_SOURCE DOCUMENT_.
◇ ◇ ◇ ◇ ◇ ◇ ◇

56.1 The company owned the minerals pursuant to the deed of cession. The application for the right to explore under the MPRDA although initially refused was subject to an appeal. The refusal was subsequently overturned and in fact in due course albeit in recent times the right was allowed. Currently the company owns the right. At the time it controlled any benefit flowing from the right in the sense that prior to the determination of its rights no other person could obtain or use the right.


56.2 There was a widely held belief that even if the right was refused that the authority was obliged to pay compensation for the right (this belief ultimately turned out he incorrectly held once the matter had been heard in the Constitutional Court). The company believed it held a right of equivalent value in substitution of the asset if the asset itself had been lost.


[57] There was, in the annual financial statements, full disclosure of the status of the right. If that disclosure revealed circumstances which were incompatible with an application of IFRS then it was obvious to the reader that the valuation was of an asset otherwise than in compliance with IFRS.


[58] The recognition of the asset was considered by the authority which controls the sale of shares of public listed companies (the JSE). The specialists employed by the JSE to ensure that appropriate disclosures are made by companies concluded on the basis of the disclosures about the status of the asset that there was compliance with appropriate accounting standards and that the asset could be recognised.


[59] The right was properly recognized.


[60] I now turn to the valuation of the mineral resources at R284 million.

◇ ◇ ◇ ◇ ◇ ◇ ◇

_PROMPT 1_.
Reproduce the entire passage on the recognition of the mineral right word for word.
_PROMPT 2_.
Swap "instance" for "occurrence" in the records between the line containing "Note: for every instance of the vertical" and the line containing "Note: for every instance of the white border", inclusive, leaving all else unchanged. Give only those lines.
The passage and the records come from unrelated sources.

_DATA FOR THIS EXERCISE_.
◇ ◇ ◇ ◇ ◇ ◇ ◇

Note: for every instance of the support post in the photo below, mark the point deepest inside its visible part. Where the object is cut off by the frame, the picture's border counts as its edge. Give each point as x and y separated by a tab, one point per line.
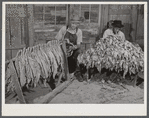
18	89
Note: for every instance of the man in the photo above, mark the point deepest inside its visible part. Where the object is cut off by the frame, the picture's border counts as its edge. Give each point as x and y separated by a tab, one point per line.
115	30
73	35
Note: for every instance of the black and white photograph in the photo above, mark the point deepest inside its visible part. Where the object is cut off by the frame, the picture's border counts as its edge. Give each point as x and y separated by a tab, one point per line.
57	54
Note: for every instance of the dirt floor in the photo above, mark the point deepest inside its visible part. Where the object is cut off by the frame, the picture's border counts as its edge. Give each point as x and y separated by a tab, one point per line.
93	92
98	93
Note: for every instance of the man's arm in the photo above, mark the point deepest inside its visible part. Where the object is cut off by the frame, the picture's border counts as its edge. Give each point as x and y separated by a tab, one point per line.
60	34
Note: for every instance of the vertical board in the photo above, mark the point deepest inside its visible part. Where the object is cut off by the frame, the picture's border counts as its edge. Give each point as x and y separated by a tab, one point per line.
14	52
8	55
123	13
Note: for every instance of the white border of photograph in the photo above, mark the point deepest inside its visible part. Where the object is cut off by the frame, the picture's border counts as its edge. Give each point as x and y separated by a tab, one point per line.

◇ ◇ ◇ ◇ ◇ ◇ ◇

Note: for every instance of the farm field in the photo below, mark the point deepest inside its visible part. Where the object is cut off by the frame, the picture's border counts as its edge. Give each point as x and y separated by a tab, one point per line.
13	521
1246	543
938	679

◇ ◇ ◇ ◇ ◇ ◇ ◇

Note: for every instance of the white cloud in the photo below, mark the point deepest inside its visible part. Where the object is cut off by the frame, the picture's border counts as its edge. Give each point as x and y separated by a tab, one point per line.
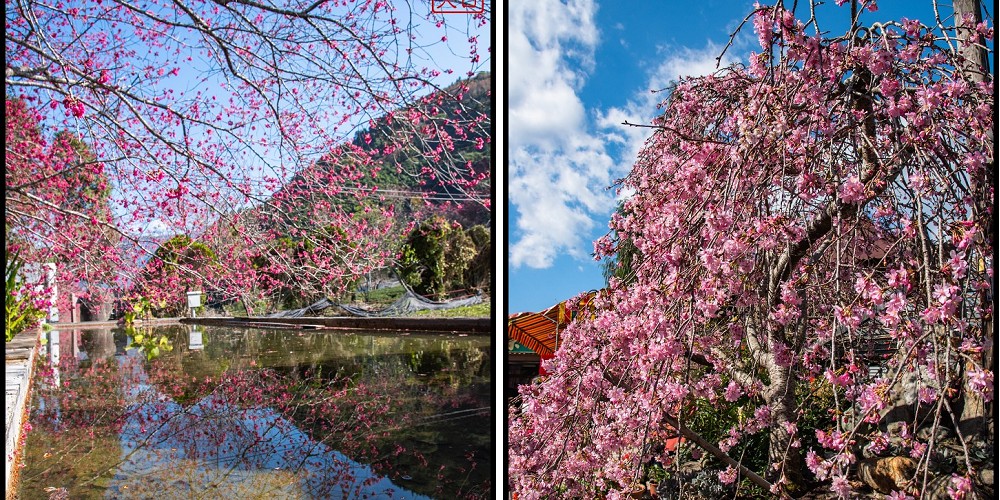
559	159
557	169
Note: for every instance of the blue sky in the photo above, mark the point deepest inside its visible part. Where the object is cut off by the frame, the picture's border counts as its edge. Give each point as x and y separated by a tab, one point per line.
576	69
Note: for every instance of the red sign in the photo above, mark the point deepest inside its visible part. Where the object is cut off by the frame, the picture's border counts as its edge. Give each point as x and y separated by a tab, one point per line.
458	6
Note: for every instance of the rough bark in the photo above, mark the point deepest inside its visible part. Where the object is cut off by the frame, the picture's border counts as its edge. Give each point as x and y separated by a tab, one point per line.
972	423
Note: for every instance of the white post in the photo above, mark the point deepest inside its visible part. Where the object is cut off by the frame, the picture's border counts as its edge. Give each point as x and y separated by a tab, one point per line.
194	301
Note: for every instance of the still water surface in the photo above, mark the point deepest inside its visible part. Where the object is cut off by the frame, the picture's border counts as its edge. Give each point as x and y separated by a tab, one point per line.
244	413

◇ ◇ ◇ ◇ ◇ ◇ ◇

_WORKED SOLUTION 1_.
56.1 The company owned the minerals pursuant to the deed of cession. The application for the right to explore under the MPRDA although initially refused was subject to an appeal. The refusal was subsequently overturned and in fact in due course albeit in recent times the right was allowed. Currently the company owns the right. At the time it controlled any benefit flowing from the right in the sense that prior to the determination of its rights no other person could obtain or use the right.


56.2 There was a widely held belief that even if the right was refused that the authority was obliged to pay compensation for the right (this belief ultimately turned out he incorrectly held once the matter had been heard in the Constitutional Court). The company believed it held a right of equivalent value in substitution of the asset if the asset itself had been lost.


[57] There was, in the annual financial statements, full disclosure of the status of the right. If that disclosure revealed circumstances which were incompatible with an application of IFRS then it was obvious to the reader that the valuation was of an asset otherwise than in compliance with IFRS.


[58] The recognition of the asset was considered by the authority which controls the sale of shares of public listed companies (the JSE). The specialists employed by the JSE to ensure that appropriate disclosures are made by companies concluded on the basis of the disclosures about the status of the asset that there was compliance with appropriate accounting standards and that the asset could be recognised.


[59] The right was properly recognized.


[60] I now turn to the valuation of the mineral resources at R284 million.

_WORKED SOLUTION 2_.
Note: for every occurrence of the vertical board in the photo above, mark the point deepest inside its visible part. Where the object is cut off by the frame, the picture's border counts as its edge. Give each point as x and y separated by a tab, one point per line.
14	52
8	55
123	13
Note: for every occurrence of the white border of photograph in the photo above, mark the point deepest inside its visible part. Where the object is cut off by the frame, the picture's border counts as its edge. Give each point as x and y separated by a tab, one point per line.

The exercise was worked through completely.